Saved entries
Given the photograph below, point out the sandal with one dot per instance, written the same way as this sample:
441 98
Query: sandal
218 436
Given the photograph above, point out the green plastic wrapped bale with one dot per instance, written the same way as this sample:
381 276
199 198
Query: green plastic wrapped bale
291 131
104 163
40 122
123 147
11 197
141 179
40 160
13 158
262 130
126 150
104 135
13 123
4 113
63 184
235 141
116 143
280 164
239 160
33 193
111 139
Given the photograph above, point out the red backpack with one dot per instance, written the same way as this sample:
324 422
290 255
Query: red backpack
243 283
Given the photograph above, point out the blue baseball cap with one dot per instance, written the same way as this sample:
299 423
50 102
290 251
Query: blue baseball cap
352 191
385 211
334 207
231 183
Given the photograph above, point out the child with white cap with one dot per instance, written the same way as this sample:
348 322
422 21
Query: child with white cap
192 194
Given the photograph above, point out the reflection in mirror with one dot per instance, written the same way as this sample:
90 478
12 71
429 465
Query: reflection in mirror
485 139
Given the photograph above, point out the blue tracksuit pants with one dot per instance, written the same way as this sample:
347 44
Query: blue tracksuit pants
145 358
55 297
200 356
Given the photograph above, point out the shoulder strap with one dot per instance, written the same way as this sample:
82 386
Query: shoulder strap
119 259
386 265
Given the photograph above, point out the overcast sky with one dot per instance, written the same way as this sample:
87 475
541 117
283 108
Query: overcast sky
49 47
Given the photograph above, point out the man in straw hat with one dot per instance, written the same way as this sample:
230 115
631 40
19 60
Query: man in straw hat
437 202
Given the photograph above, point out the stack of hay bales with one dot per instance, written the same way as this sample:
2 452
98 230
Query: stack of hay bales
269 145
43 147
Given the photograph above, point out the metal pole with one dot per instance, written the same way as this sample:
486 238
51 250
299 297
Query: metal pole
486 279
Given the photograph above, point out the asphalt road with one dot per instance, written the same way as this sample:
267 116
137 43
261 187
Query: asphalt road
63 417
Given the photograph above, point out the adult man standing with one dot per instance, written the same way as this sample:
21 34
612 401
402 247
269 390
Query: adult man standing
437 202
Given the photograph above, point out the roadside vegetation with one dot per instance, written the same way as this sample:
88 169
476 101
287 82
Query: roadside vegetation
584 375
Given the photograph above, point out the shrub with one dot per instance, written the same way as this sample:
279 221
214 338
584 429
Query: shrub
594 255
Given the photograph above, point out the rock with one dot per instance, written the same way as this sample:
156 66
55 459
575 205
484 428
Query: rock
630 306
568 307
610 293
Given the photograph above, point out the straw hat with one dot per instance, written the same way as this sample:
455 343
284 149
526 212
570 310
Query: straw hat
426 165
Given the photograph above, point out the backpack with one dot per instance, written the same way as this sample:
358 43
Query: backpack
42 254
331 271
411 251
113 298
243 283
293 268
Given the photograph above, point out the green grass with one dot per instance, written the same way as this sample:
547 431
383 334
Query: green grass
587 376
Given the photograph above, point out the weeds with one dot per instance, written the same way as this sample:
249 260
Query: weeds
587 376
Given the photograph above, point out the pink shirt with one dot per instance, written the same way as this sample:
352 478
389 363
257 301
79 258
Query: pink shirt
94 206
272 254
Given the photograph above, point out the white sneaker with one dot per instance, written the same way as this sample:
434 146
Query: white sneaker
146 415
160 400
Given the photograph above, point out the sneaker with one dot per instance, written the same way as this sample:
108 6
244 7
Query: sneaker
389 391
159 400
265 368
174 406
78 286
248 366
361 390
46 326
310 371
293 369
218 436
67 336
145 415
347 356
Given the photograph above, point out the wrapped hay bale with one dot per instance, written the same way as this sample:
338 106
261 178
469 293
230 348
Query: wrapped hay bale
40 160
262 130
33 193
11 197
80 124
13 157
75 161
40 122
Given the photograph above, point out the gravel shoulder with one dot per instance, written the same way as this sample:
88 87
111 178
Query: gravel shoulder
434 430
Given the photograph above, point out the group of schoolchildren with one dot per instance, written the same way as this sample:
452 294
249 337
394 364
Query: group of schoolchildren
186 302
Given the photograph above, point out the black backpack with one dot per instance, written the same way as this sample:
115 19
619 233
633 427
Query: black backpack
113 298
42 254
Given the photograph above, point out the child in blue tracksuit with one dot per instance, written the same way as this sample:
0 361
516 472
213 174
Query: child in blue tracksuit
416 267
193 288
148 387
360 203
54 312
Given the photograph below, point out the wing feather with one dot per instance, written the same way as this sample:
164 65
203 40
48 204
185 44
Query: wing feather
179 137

Directions
Every line of the data is to be retyped without alteration.

Response to this task
Given the photograph below, point out the sandal with one dot per instance, written the same way as this sample:
441 98
Query: sandal
218 436
Given the photograph above, point out the green plastic wrapped bale with one dot per instance, written the same way as this sample:
381 276
199 198
Query: green plastic wrapped bale
291 131
104 163
40 122
123 147
11 197
141 179
40 160
13 158
262 130
126 150
104 135
13 123
4 113
63 184
235 141
116 143
280 164
239 160
33 193
111 139
Given the photograph above, point out the red backpack with one dot per instance, written the same way as this sample:
324 422
290 255
Query: red backpack
243 283
Given the photograph above, point out the blue baseball cap with one dot per instance, written the same way as this sample:
299 423
50 102
290 251
Query: blue baseball cap
352 191
385 211
334 207
231 183
Given the photograph above, point out the child with white cap with one dot per instance, written the same way as this sample:
348 322
422 21
Query: child with white cap
192 194
Given the photograph above, point out the reflection in mirror with one dot per instance, written the same way as this sample:
90 478
12 71
429 465
Query: reflection in mirror
485 139
Given the photograph above, point out the blue tracksuit pants with one dot per instance, written the same way as this sample:
347 44
Query: blue tracksuit pants
145 358
55 297
200 356
Given the photograph above, point out the shoulder strap with one dot per instance, written the same way as this sample:
82 386
Query: shoulder strap
119 259
386 265
Given the photograph above, point out the overcast sky with one dot per instance, written the same way as this sample:
87 475
541 117
283 108
Query: overcast sky
49 47
Given the photograph above, point out the man in straw hat with one dot per instance, written the same way as this sample:
230 115
631 40
19 60
Query: man in straw hat
437 202
Given the photograph above, point out the stack of hay bales with one dot per instance, written the same way as this sample:
2 452
98 230
Query: stack of hay bales
269 145
43 147
Given the photograph above, point out the metal pole with one dot per instance, written the same way as this sample:
486 238
51 250
299 297
Query: metal pole
486 279
Given the photograph above, point out the asphalt road with one dot per instance, written the same way as this sample:
267 116
137 43
261 187
Query: asphalt road
63 417
Given the photograph above, point out the adult man standing with one dot per instance, written the same way as this sample:
21 34
612 401
402 247
269 390
Query: adult man standing
437 202
Given the photograph above, point out the roadside vegetation with one dot per instance, written the same way as this sample:
88 169
476 101
287 82
Query: roadside vegetation
584 375
Given the photograph above, point out the shrub with one dot per instance, written the same way as this sample:
279 221
214 338
584 429
Query: shrub
594 255
Given the photograph above, point out the rock with one dot per instance, written the same way as this sample:
156 66
55 459
575 205
484 428
Query: rock
630 306
568 307
610 293
Given the photograph above, point out the straw hat with one dot per instance, written the same way as this sample:
455 343
284 149
526 212
570 310
Query: straw hat
426 165
Given the photograph above, point out the backpack with one dot per instance, written the same way as this sample:
358 43
Query: backpack
42 254
331 271
411 251
113 298
243 283
293 268
Given the photograph above, point out the green grass with one dot per instance, written the same way as this sample:
547 431
383 334
Query: green grass
587 376
Given the photograph above, point out the weeds with one dot per instance, written the same way as this sample:
249 260
Query: weeds
587 376
Given the photograph above, point out the pink shirt with one dot per instance, written the same way as this sample:
352 478
389 363
257 301
79 258
Query: pink shirt
94 206
272 254
Given the photograph above, point out the white sneaker with one dot per instance, written the same way as this sample:
434 146
Query: white sneaker
146 415
160 400
Given the photograph above, point out the sneaker with one dot per instance, written the same way as this sample:
108 6
244 7
Query: sneaker
389 391
159 400
265 368
174 406
78 286
248 366
361 390
46 326
310 371
293 369
218 436
67 336
145 415
347 356
Given the photograph above, point out the wrapped hay bale with one dot per instance, written the same way as this sample:
338 106
261 178
469 293
230 348
Query: wrapped hay bale
40 160
262 130
33 193
11 197
80 124
13 157
75 161
40 122
Given the photograph above, point out the gravel shoulder with one dot per instance, written the same way as this sample:
88 87
111 178
Query: gravel shoulder
434 430
Given the photograph above, point out the group of schoolchildren with one dot per instance, written the same way as this sample:
452 294
249 337
394 364
Query: group of schoolchildren
186 302
Given the photograph above, point out the black backpack with one dot per instance, written the same way as this sample:
115 19
619 233
633 427
Query: black backpack
113 298
42 254
Given the photograph above, point out the child in blue tracksuit with one dot per instance, written the same way as this sample:
0 361
516 472
213 174
Query: child in blue tracksuit
416 267
193 288
148 387
360 203
54 312
Given the photograph below, point out the wing feather with one dot per instance, written the same way as this sample:
164 65
203 40
48 204
185 44
Query: wing feather
179 137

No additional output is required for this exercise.